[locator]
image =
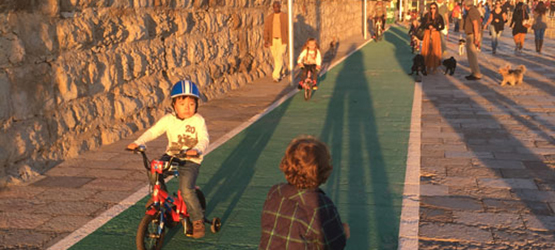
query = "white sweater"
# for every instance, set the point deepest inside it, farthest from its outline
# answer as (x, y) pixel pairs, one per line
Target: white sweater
(190, 133)
(310, 57)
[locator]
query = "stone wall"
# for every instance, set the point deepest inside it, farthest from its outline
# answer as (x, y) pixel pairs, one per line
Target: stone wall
(78, 74)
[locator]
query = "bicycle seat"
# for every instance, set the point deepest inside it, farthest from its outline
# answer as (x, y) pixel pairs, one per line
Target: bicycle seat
(161, 167)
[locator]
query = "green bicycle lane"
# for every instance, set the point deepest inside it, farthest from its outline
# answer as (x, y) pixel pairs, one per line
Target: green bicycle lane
(362, 111)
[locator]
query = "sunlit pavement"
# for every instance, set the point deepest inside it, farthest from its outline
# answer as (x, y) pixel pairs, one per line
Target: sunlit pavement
(488, 153)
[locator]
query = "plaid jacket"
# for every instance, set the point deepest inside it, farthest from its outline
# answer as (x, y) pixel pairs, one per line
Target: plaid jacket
(300, 219)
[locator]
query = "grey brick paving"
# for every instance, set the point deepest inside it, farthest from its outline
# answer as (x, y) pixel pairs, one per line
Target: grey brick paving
(498, 161)
(69, 195)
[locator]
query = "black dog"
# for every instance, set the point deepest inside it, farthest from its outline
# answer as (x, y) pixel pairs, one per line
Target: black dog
(450, 66)
(418, 65)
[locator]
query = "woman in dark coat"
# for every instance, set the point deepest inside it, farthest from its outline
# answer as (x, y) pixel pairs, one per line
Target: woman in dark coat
(431, 44)
(517, 24)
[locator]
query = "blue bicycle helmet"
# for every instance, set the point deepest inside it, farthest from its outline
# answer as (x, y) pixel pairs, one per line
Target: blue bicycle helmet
(185, 88)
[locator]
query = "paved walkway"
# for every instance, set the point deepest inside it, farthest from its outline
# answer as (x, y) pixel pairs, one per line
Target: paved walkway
(70, 195)
(487, 168)
(488, 153)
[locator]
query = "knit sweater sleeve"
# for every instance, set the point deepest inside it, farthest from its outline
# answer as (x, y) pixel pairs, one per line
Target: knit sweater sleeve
(203, 137)
(154, 132)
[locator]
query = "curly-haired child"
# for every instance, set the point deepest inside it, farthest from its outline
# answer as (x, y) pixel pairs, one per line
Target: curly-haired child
(298, 214)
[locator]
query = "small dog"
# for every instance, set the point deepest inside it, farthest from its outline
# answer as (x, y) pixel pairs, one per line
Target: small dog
(418, 65)
(462, 43)
(512, 76)
(450, 65)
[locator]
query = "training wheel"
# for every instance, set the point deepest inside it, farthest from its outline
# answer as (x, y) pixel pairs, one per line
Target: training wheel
(216, 225)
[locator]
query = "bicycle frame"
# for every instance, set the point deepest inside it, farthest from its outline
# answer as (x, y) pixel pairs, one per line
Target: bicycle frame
(161, 199)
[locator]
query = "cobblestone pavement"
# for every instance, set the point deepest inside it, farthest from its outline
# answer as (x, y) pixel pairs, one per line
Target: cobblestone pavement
(487, 169)
(488, 153)
(65, 198)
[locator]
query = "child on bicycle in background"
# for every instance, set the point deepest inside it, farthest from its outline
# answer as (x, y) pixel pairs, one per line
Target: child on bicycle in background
(310, 59)
(186, 130)
(298, 214)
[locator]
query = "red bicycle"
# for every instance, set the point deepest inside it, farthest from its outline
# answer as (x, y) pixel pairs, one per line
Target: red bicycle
(164, 210)
(308, 85)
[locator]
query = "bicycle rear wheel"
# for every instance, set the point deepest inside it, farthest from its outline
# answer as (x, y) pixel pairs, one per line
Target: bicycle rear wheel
(148, 237)
(307, 93)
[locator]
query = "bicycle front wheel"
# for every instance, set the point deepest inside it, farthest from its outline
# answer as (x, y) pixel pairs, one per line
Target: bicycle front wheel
(148, 237)
(307, 93)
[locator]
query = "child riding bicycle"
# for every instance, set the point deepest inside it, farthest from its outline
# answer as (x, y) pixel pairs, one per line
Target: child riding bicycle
(310, 59)
(186, 130)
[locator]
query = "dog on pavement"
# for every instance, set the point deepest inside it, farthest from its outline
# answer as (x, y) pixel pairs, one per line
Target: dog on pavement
(450, 66)
(512, 76)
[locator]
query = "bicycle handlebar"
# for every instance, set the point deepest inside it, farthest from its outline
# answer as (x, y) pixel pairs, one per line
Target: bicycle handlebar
(177, 158)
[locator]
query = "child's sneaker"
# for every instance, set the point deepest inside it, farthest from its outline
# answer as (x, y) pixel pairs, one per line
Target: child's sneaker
(198, 229)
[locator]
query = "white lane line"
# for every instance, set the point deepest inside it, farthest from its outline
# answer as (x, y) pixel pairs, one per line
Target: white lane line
(408, 228)
(114, 211)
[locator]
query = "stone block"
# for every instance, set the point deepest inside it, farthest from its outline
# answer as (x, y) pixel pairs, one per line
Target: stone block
(19, 220)
(433, 190)
(63, 181)
(459, 182)
(64, 194)
(65, 223)
(454, 232)
(24, 239)
(36, 34)
(33, 93)
(490, 220)
(539, 222)
(517, 156)
(452, 203)
(480, 193)
(498, 163)
(81, 208)
(534, 195)
(516, 207)
(508, 183)
(114, 184)
(523, 239)
(476, 172)
(436, 215)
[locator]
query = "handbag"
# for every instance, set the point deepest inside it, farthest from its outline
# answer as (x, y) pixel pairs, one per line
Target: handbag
(526, 22)
(420, 32)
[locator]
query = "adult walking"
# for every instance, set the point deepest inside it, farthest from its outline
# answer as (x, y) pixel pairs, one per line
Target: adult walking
(472, 28)
(519, 28)
(540, 25)
(497, 19)
(456, 14)
(276, 36)
(431, 44)
(443, 11)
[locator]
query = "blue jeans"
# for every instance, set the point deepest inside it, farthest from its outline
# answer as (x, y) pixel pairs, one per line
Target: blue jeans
(538, 33)
(494, 37)
(188, 174)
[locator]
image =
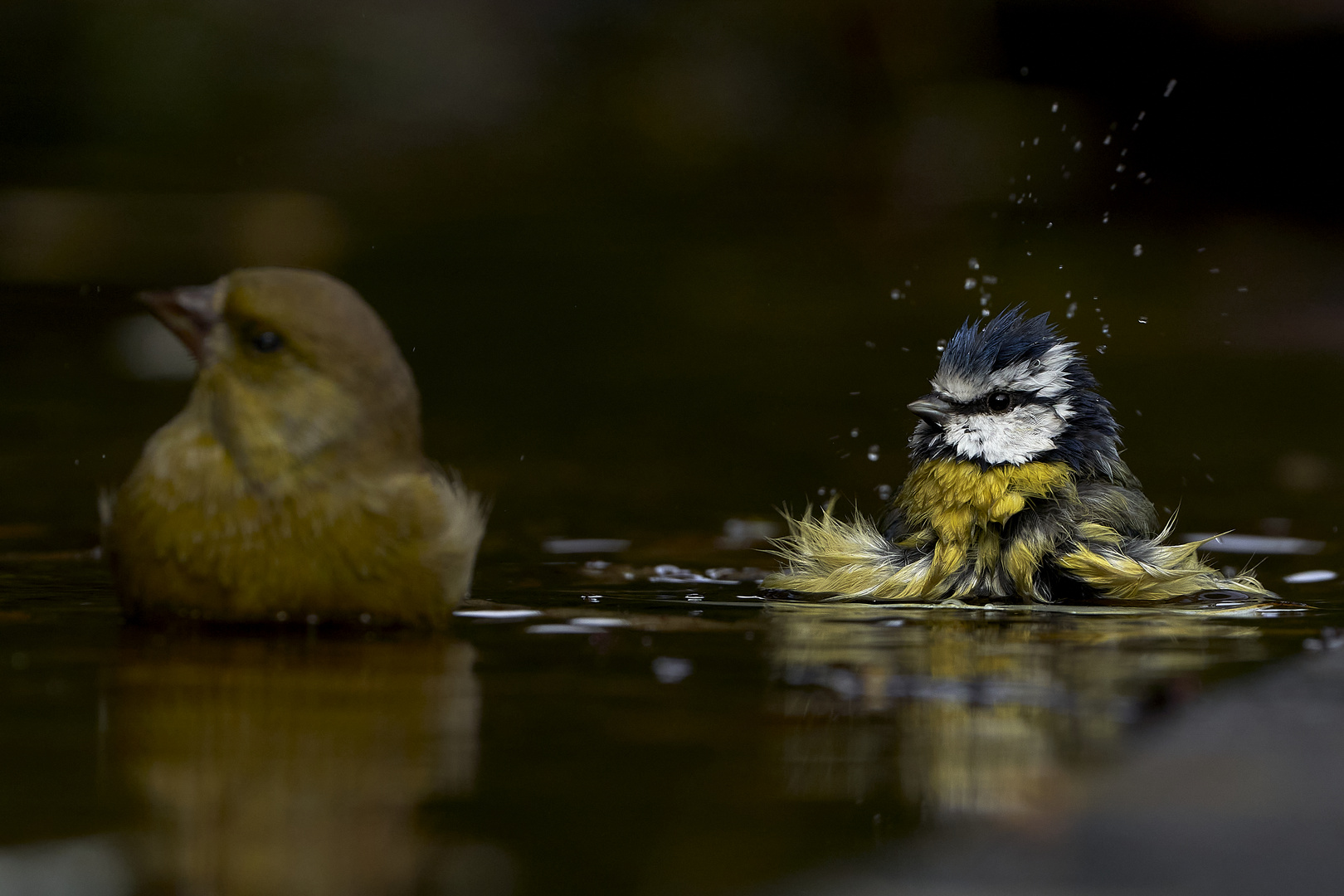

================

● Action item
Please set down the records exactly, and keep every image out of the copy.

● Response box
[locator]
image =
query = "white sweater"
# for every instance, set the point deepest inside it, farthest from its outline
# answer as (x, y) pixel pairs, one per line
Target: white sweater
(190, 133)
(310, 57)
[locator]
query = "stone wall"
# for every instance, set the point deepest inside it, farthest from its outline
# answer as (x, y) pixel pairs, one per line
Target: stone wall
(78, 74)
[locator]
query = "bicycle seat"
# for every instance, set the point deepest inside it, farthest from its outline
# answer as (x, y) pixel pairs, one per line
Target: bicycle seat
(161, 167)
[locator]
query = "green bicycle lane"
# for every instance, set the point deepest inside it, farthest from its outline
# answer as (x, y) pixel pairs, one per line
Target: green bicycle lane
(362, 111)
[locator]
query = "sunlit pavement"
# for every instance, set the point deepest inside it, farthest from its outline
# answer as (x, y) pixel pairs, one per line
Target: sunlit pavement
(488, 153)
[locator]
query = "plaid jacket"
# for every instance, set the point deepest inside it, farthest from its outline
# answer as (x, y) pixel pairs, one per line
Target: plaid jacket
(300, 219)
[locator]
query = "grey brick paving"
# for every instance, set the point deepest inside it, farthest from its outline
# answer as (x, y) pixel pairs, one per line
Target: grey brick paving
(498, 161)
(69, 195)
[locator]
query = "black dog"
# for every instance, set the point deepest inside it, farthest from its outline
# answer as (x, y) pixel pairs, one per line
Target: black dog
(450, 66)
(418, 65)
[locator]
query = "woman in dark coat"
# for every instance, set the point deepest inside it, farthest from its outline
# answer as (x, y) pixel pairs, one per line
Target: woman in dark coat
(431, 44)
(517, 24)
[locator]
query = "blue bicycle helmet"
# for every instance, set the point deepest inside it, farthest from its outline
# answer as (x, y) pixel pairs, one per line
Target: blue bicycle helmet
(185, 88)
[locator]
query = "paved walkway"
# for every instance, set the point deepest inside it, farthest from its outline
# answer as (x, y) pixel pairs, one per line
Target: paved walkway
(70, 195)
(487, 168)
(488, 153)
[locator]
query = "knit sweater sleeve"
# for every instance, set the point deepest inside it, farthest from its outline
# answer as (x, y) pixel pairs, one per line
Target: knit sweater sleeve
(203, 137)
(154, 132)
[locator]
query = "curly-haired child"
# for every instance, set the point deepest inside it, farthest from its outline
# answer as (x, y) pixel pairs, one per line
Target: curly-haired child
(298, 214)
[locator]
query = "small dog"
# for every instance, set the point deepest inside it, farthest from its outline
# answer as (x, y) pixel pairs, one per line
Target: small dog
(418, 65)
(462, 43)
(512, 76)
(450, 65)
[locator]
query = "training wheel"
# for every instance, set the point deepest inside it, farthest from its outline
# answer as (x, y) pixel pairs, one per line
Target: training wheel
(216, 225)
[locator]
query = "bicycle frame"
# for every instance, set the point deepest inside it, farthest from its outline
# answer as (x, y) pixel pairs, one per line
Target: bicycle frame
(161, 199)
[locator]
query = "cobblestone pavement"
# for every instance, set the point deepest inside it, farthest from its outline
# answer as (x, y) pixel pairs, one per line
Target: cobblestone pavement
(487, 169)
(488, 153)
(65, 198)
[locator]
query = "child on bicycle in background"
# for every instance, set the point deepest inside it, farthest from its outline
# answer as (x, y) pixel pairs, one per line
Target: child on bicycle in background
(310, 59)
(186, 130)
(298, 214)
[locator]
query = "red bicycle"
# for every instance, set the point deepest inside it, farthest from its outline
# answer as (x, y) pixel pairs, one per line
Target: red bicycle
(164, 210)
(308, 85)
[locator]
query = "bicycle rear wheel"
# for every instance, set the point deepest inside it, farthest from its outline
# answer as (x, y) pixel pairs, one per line
Target: bicycle rear wheel
(148, 237)
(307, 93)
[locator]
query = "bicycle front wheel"
# for every instance, set the point deepest inside it, farthest from its outline
# answer as (x, y) pixel pairs, one per line
Target: bicycle front wheel
(148, 237)
(307, 93)
[locator]
query = "child riding bicycle"
# for every instance, set the point deepest inside it, farthest from its outline
# answer as (x, y) pixel pairs, one per line
Target: child riding bicycle
(310, 59)
(186, 130)
[locator]
query = "dog on pavement"
# for every instance, set the point deepest inside it, farthest from its outline
# answer as (x, y) pixel pairs, one per line
Target: dog on pavement
(450, 66)
(512, 76)
[locator]
query = "bicycle handlebar"
# for every instance, set the point deepest inside it, farthest from its outline
# answer as (x, y) pixel pairs, one per line
Target: bicycle handlebar
(177, 158)
[locator]
query = "child's sneaker"
# for every instance, set the point deepest inside it, farthest from its outline
# answer as (x, y) pixel pairs, one per line
Target: child's sneaker
(198, 229)
[locator]
query = "white lane line"
# for every instance, set the point deepest inside it, farthest from its outline
# answer as (x, y) pixel pairs, one per line
Target: white lane line
(408, 228)
(114, 211)
[locator]
query = "stone block"
# for every instance, set the point deepest inside it, farthest from its outline
# answer as (x, y) pixel pairs, one per line
Target: stone block
(19, 220)
(433, 190)
(63, 181)
(459, 182)
(64, 194)
(65, 223)
(454, 232)
(24, 239)
(36, 34)
(33, 93)
(490, 220)
(539, 222)
(517, 156)
(452, 203)
(480, 193)
(498, 163)
(81, 208)
(534, 195)
(516, 207)
(508, 183)
(114, 184)
(523, 239)
(476, 172)
(436, 215)
[locator]
query = "handbag"
# for every instance, set the point deepest inside it, farthest from its outline
# answer as (x, y) pixel pairs, one per line
Target: handbag
(526, 22)
(420, 32)
[locator]
query = "adult walking"
# for every instance, set the point deepest inside it, farthest from its outline
# answer as (x, y) pixel pairs, one per line
Target: adult walking
(472, 28)
(519, 28)
(540, 25)
(497, 19)
(456, 14)
(276, 36)
(431, 44)
(443, 11)
[locator]
query = "blue jeans"
# for every instance, set the point deepest inside it, farthest from its outline
# answer as (x, y) pixel pairs, one per line
Target: blue jeans
(538, 33)
(494, 37)
(188, 174)
[locator]
image =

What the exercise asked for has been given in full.